**Exercise objective:** Rewrite the entire listing below with every "instance" changed to "occurrence" and all other text kept the same, and leave the pictures out of your answer.
══════
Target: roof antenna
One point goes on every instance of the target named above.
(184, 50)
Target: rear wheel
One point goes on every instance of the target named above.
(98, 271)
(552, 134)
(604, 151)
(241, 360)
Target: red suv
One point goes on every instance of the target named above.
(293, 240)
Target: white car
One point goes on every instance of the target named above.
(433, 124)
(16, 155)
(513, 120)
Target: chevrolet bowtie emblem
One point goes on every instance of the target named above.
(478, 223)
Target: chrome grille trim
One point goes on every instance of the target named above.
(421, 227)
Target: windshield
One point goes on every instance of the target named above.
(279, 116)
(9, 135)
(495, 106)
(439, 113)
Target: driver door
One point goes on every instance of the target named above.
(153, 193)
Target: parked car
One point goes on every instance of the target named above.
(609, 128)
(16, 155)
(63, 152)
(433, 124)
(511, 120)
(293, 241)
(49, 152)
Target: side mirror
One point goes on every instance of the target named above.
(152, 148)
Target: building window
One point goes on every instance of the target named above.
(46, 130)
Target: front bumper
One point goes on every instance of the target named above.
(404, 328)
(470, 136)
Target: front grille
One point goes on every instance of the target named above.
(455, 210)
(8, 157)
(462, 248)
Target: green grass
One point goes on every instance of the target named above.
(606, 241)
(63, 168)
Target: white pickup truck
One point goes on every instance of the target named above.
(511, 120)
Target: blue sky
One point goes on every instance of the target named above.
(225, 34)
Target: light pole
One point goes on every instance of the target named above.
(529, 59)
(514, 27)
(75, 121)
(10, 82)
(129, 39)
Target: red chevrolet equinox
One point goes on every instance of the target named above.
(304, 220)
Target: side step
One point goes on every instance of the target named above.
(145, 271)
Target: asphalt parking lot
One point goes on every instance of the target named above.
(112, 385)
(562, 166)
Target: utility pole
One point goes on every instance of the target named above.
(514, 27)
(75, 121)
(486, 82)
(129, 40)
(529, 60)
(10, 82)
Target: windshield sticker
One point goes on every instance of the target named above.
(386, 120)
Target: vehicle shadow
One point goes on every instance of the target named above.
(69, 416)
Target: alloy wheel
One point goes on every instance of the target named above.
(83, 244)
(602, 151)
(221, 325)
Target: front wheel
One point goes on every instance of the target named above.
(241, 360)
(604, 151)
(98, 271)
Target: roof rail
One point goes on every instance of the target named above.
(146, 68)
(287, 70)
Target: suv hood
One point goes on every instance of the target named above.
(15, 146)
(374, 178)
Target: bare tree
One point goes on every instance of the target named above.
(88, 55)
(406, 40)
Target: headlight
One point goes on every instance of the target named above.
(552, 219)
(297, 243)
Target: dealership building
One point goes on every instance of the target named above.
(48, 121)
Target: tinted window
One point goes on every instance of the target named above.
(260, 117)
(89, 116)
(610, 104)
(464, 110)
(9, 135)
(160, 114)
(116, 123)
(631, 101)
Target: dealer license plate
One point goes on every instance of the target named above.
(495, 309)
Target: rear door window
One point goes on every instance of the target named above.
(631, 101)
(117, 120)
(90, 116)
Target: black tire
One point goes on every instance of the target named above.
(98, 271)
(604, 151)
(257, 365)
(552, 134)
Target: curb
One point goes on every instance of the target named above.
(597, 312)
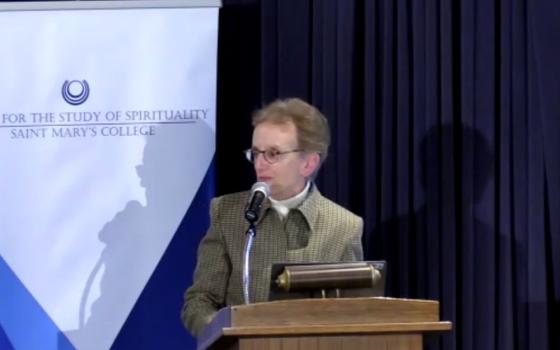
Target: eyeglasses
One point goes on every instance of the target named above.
(270, 155)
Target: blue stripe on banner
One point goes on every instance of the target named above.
(25, 323)
(155, 322)
(4, 341)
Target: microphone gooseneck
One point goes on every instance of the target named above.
(259, 193)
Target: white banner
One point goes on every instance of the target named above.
(107, 124)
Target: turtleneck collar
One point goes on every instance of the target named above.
(283, 206)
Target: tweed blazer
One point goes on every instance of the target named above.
(317, 231)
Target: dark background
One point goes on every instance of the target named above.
(445, 118)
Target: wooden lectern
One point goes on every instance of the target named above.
(310, 324)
══════
**Result:**
Target: roof antenna
One point goes on every occurrence of the target named above.
(184, 50)
Target: rear wheel
One point goes on every occurrence of the target named above.
(98, 271)
(552, 134)
(604, 151)
(241, 360)
Target: red suv
One point goes on every occurrence of the target named above.
(293, 240)
Target: white car
One point goes on every occurrence of the target named above.
(433, 124)
(16, 155)
(513, 120)
Target: chevrolet bowtie emblem
One point goes on every occurrence of the target named above.
(478, 223)
Target: chrome grille trim
One point goes on every occurrence of the target named above.
(421, 227)
Target: windshield
One point goes on every occurrence of the target named above.
(279, 116)
(9, 135)
(495, 106)
(439, 113)
Target: driver door
One point goes on every occurrence of the target named above.
(153, 193)
Target: parked car
One point goes on every occurrence of the target named above.
(609, 128)
(16, 155)
(63, 152)
(433, 124)
(511, 120)
(293, 241)
(49, 152)
Target: side mirror
One point goes on every occurrence of the target named above.
(152, 148)
Target: building window
One point goes on every occurrence of the target named above.
(46, 130)
Target: front bumper
One point goes on every occurrence of the target named above.
(404, 328)
(470, 136)
Target: front grille
One point goes on every occurrence of the target named above.
(455, 210)
(8, 157)
(462, 248)
Target: green grass
One point goes on every occurrence of the target named above.
(606, 241)
(63, 168)
Target: white pickup truck
One point goes on every occurrence of the target named above.
(511, 120)
Target: blue sky
One point goes on every occurrence of the target named above.
(225, 34)
Target: light pole
One point goes on every occurrence of the target named above.
(529, 59)
(514, 27)
(75, 121)
(10, 82)
(129, 39)
Target: red chevrolet equinox
One point goes on every occurrence of the target named above.
(304, 220)
Target: side step
One point goes on every occurrence of the target named above.
(145, 271)
Target: asphalt parking lot
One point goes on every occurrence of the target named above.
(112, 385)
(562, 166)
Target: utility pole
One point goes on every occurrence of the target named above.
(514, 27)
(75, 121)
(486, 82)
(129, 40)
(529, 60)
(10, 82)
Target: windshield sticker
One point goes on every occurrence of the target named above.
(386, 120)
Target: vehicle shadow
One point goes on every occurrence of the target named above.
(69, 416)
Target: alloy wheel
One point goes on every occurrence of the target named above.
(83, 244)
(602, 151)
(221, 325)
Target: front wheel
One point goes on every occurrence of the target named above.
(241, 360)
(604, 151)
(98, 271)
Target: roof rail
One point goes on every occurrence of the target named above.
(146, 68)
(287, 70)
Target: suv hood
One point goes on every occurrence of the target named above.
(15, 146)
(374, 178)
Target: bare tree
One point goes on every occurrence of the target named above.
(88, 55)
(406, 40)
Target: headlight
One point goes on every occurrence of the target named above.
(552, 219)
(297, 243)
Target: dealership building
One point goes on every occurrence of the target named above.
(48, 121)
Target: tinted window
One point goes on every occurrence of the target named above.
(260, 117)
(89, 116)
(610, 104)
(464, 110)
(9, 135)
(160, 114)
(116, 123)
(631, 101)
Target: dealer license plate
One point goes on every occurrence of the target named above.
(495, 309)
Target: rear door window
One point goes on every occurrence of the target named above.
(631, 101)
(117, 120)
(90, 116)
Target: black tire
One point goes on every occurrence of the target named above.
(98, 271)
(604, 151)
(257, 365)
(552, 134)
Target: curb
One point goes on every occurrence of the target named above.
(597, 312)
Target: eyeglasses
One point goes on every occurrence of the target named above.
(270, 155)
Target: blue stripe on banner
One point goes on every occurrence of the target named above.
(25, 323)
(155, 322)
(4, 341)
Target: microphone gooseneck
One point goes on every occurrence of the target named above.
(259, 193)
Target: white banner
One point goes on every occurrence of the target named above.
(107, 124)
Target: turtleneck collar
One point goes on every occurrence of the target named above.
(283, 206)
Target: tweed blazer
One point goes on every occurrence of the target named above.
(317, 231)
Target: dark background
One point goes on every occurrence of the target named above.
(445, 118)
Target: wooden lectern
One point goes on every occurrence of the target named above.
(310, 324)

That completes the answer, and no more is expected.